··· Selected text

Referring to FIGS. 1 to 4, according to an embodiment, a motion assist apparatus 1 may be worn by a user and assist the motion of the user. The user may be a human, an animal, or a robot, but examples are not limited thereto. The motion assist apparatus 1 may assist the motion of some joints of the upper or lower body of the user. For example, the motion assist apparatus 1 may assist the motion of the lower body of the user by assisting at least one of the hip joint, the knee joint, and the ankle joint of the user. For example, the motion assist apparatus 1 may assist the motion of the upper body of the user by assisting at least one of the shoulder joint, the elbow joint, and the wrist joint of the user. The motion assist apparatus 1 may assist the user in walking by assisting the motion of some lower body joints of the user. Hereinafter, the description is provided on the motion assist apparatus 1 assisting the user in walking by assisting the motion of the hip joint of the user, but a wearing part and a target joint of the motion assist apparatus 1 are not limited thereto. The motion assist apparatus 1 may include a proximal support 11, a distal support 12, an actuator 13, a driving frame 14, a slider housing 15, a slider 16, and a mount 17.

In an embodiment, the proximal support 11 and the distal support 12 may be opposite to each other based on one body part of the user and respectively support a proximal part and a distal part. For example, the proximal support 11 may support the waist and/or the pelvis of the user and the distal support 12 may support the thigh, the knee, the calf, and/or the foot of the user. The proximal support 11 may include a detachable belt for supporting the waist of the user all around. The distal support 12 may include a detachable belt for supporting the thigh of the user all around.

······

[Given exercise A] Transcribe the stretch of the motion assist apparatus passage from "In an embodiment, the" through "thigh of the user all around.", keeping every word and punctuation mark unchanged.
[Given exercise B] Continue the motion assist apparatus passage, starting right after its last sentence.

··· Entries supplied

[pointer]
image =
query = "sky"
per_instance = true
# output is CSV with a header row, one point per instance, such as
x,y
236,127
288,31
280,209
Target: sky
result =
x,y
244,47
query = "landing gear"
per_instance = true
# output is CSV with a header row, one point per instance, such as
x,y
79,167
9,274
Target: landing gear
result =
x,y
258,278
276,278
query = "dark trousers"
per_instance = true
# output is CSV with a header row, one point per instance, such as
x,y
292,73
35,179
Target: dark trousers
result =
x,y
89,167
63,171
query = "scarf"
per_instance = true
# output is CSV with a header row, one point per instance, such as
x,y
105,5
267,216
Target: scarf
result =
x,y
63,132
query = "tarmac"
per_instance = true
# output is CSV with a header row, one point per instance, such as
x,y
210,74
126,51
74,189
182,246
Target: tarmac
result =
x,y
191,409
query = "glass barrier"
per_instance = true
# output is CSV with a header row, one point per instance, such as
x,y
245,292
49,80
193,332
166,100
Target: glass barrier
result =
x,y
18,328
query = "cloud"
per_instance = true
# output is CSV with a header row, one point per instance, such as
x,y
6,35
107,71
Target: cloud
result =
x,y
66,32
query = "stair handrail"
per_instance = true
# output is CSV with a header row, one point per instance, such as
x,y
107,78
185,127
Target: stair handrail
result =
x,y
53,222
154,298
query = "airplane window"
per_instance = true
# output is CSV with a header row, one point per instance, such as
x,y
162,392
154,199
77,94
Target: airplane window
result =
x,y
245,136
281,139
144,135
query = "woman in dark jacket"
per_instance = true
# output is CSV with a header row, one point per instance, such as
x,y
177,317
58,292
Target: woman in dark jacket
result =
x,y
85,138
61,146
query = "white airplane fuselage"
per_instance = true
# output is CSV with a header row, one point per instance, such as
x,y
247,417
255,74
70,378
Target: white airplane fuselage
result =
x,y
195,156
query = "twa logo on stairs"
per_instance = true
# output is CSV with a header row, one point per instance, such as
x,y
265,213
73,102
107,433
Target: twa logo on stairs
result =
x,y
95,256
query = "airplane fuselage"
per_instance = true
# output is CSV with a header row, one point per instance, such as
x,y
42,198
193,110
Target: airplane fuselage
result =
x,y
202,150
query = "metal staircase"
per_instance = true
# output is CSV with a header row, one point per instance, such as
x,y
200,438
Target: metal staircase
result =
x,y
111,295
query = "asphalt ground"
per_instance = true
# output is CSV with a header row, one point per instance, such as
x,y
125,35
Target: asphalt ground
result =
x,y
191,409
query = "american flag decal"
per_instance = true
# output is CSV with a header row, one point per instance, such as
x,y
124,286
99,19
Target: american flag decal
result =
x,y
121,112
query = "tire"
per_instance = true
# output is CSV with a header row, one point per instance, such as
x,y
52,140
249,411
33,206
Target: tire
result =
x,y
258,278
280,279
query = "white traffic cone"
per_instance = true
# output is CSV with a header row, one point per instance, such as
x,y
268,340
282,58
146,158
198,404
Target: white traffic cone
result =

······

[Expected answer A]
In an embodiment, the proximal support 11 and the distal support 12 may be opposite to each other based on one body part of the user and respectively support a proximal part and a distal part. For example, the proximal support 11 may support the waist and/or the pelvis of the user and the distal support 12 may support the thigh, the knee, the calf, and/or the foot of the user. The proximal support 11 may include a detachable belt for supporting the waist of the user all around. The distal support 12 may include a detachable belt for supporting the thigh of the user all around.

[Expected answer B]
In another example, the proximal support 11 and the distal support 12 may be opposite to each other based on the upper arm of the user, and the proximal support 11 may support, for example, the shoulder and/or the back of the user and the distal support 12 may support, for example, the forearm of the user. For example, the proximal support 11 may include a detachable belt for supporting the shoulder of the user all around and the distal support 12 may include a detachable belt for supporting the forearm of the user all around or a structure surrounding the forearm of the user all around.

In an embodiment, the proximal support 11 and the distal support 12 may move relative to each other on a sagittal plane. For example, when the user wearing the motion assist apparatus 1 flexes or extends the hip joint of the user, the distal support 12 may rotate relative to the proximal support 11 on the sagittal plane.

In an embodiment, the proximal support 11 and the distal support 12 may move relative to each other on a frontal plane. For example, when the user wearing the motion assist apparatus 1 adducts or abducts the hip joint of the user, the distal support 12 may rotate relative to the proximal support 11 on the frontal plane.

In an embodiment, the driving frame 14 and the distal support 12 may move relative to each other on a transverse plane. For example, when the user wearing the motion assist apparatus 1 rotates the thigh of the user, the distal support 12 may rotate with the thigh of the user in close contact with the thigh of the user. That is, the distal support 12 may rotate relative to the driving frame 14. According to this structure, the wearability of the user may increase.

In an embodiment, the actuator 13 may be connected, directly or indirectly, to the proximal support 11 and generate power. The actuator 13 may include, for example, a motor and a speed reducer. The motor may include at least one of a brush motor, a brushless motor, and a stepping motor. The motor may include at least one of an induction motor and a synchronous motor. The speed reducer may include, for example, a gear train.

In an embodiment, the driving frame 14 may transmit power generated by the actuator 13 to the distal support 12. For example, the driving frame 14 may assist the motion of the hip joint of the user. When an output terminal of the actuator 13 rotates in one direction, the driving frame 14 may receive power from the actuator 13 and assist the flexion motion of the hip joint of the user. When the output terminal of the actuator 13 rotates in the opposite direction to the one direction, the driving frame 14 may receive power from the actuator 13 and assist the extension motion of the hip joint of the user. The description is provided that the driving frame 14 assists the motion of the hip joint of the user, but a function of the driving frame 14 is not limited thereto. For example, when the motion assist apparatus 1 is used to assist the motion of joints of the upper body of the user, the driving frame 14 may assist the motion of the shoulder or elbow joint of the user.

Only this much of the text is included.